The perspective in “Swan and Shadow” can be best understood as the perspective of a ghost. Hollander describes the speaker as a being that is able to“...take shape in the dark air” (line 14). Taking shape implies the state of shapelessness. “...in the dark air” (line 14) indicates the speaker is hovering in the air. There is no solid physical form belonging to the speaker. Able to form and dissolve and float, the speaker is a specter, simply ideas and consciousness collected. The specter is separated from the natural world by the veil of classification. The uncomfortable distance between human culture and nature, or rather the distinction between them at all, is made apparent through this perspective. Gofelty examines the way ecocriticism grounds literature in reality, writing, “we must conclude that literature does not float above the material world in some aesthetic ether, but, rather, plays a part in an immensely complex global system in which energy, matter and ideas interact” (Gofelty xix). While Gofelty analyzes the way literature and nature interact through criticism, Hollander analyzes it through a poem. Hollander comments through “Swan and Shadow” that there is a need to rethink the divide of nature and culture. “Swan and Shadow,” anticipates ecocriticism, showing the reader what happens when culture does “float above” (Hollander 177), what happens when humanity itself is relegated to a “...shape in the dark air” (Hollander 177). Using the perspective in “Swan and Shadow,” Hollander invites the reader to confront this reality, and, in involving the reader in it, amplifies the sense of separation of humans from nature.
Once Hollander and the reader are engaged in the poem, we do “a careful nothing.” The speaker cannot act, only think. In the essay in which he coined the term ecocriticism, William Rueckert brought together the theories of ecology and literature. He wrote, “In ecology, man’s tragic flaw is his anthropocentric vision, and his compulsion to conquer, domesticate, violate, and explore every natural thing” (Rueckert 133). The speaker cannot embody this flaw in “Swan and Shadow” by virtue of Hollander’s perspective. This poem is an exercise in the observation of nature, rather than the domestication. Nature is acting upon us, rather than humans acting upon nature.
That nature is an illusion. The title “Swan and Shadow,” alongside the shape of the poem, gestures at a swan. This black and white, two-dimensional thing tries to convey a swan and its shadow, but cannot capture the reality of a swan. A swan cannot be viewed at the angle that the poem’s form seems to mimic. The line between the swan and its shadow is not water. It can be extrapolated that it is meant to be water because the shadow is reflected over it, however, it does not look like water. It is still and solid. The shadow itself is also evidently disconnected from nature, still and solid. The form of the poem, when held up against the reality of a swan, shows the dissonance between the human interpretation of nature and the materiality of nature. The form of the swan and its shadow is a human-created thing of convenience.

> _SET PROBLEM_: Rewrite the passage on "Swan and Shadow" from "Once Hollander and" to "acting upon nature.", putting "human-centered vision" in place of "anthropocentric vision". The material that comes next stands apart from this passage on "Swan and Shadow."

> _GIVEN MATERIAL_:
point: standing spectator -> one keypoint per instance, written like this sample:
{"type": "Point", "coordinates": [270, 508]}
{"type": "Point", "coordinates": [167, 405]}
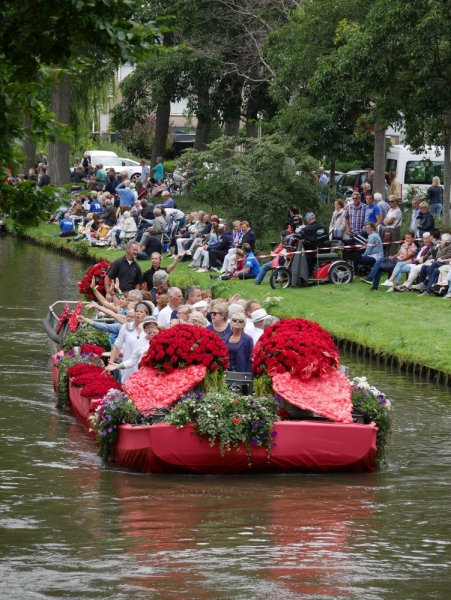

> _RESPONSE TO THE EXERCISE_:
Once Hollander and the reader are engaged in the poem, we do “a careful nothing.” The speaker cannot act, only think. In the essay in which he coined the term ecocriticism, William Rueckert brought together the theories of ecology and literature. He wrote, “In ecology, man’s tragic flaw is his human-centered vision, and his compulsion to conquer, domesticate, violate, and explore every natural thing” (Rueckert 133). The speaker cannot embody this flaw in “Swan and Shadow” by virtue of Hollander’s perspective. This poem is an exercise in the observation of nature, rather than the domestication. Nature is acting upon us, rather than humans acting upon nature.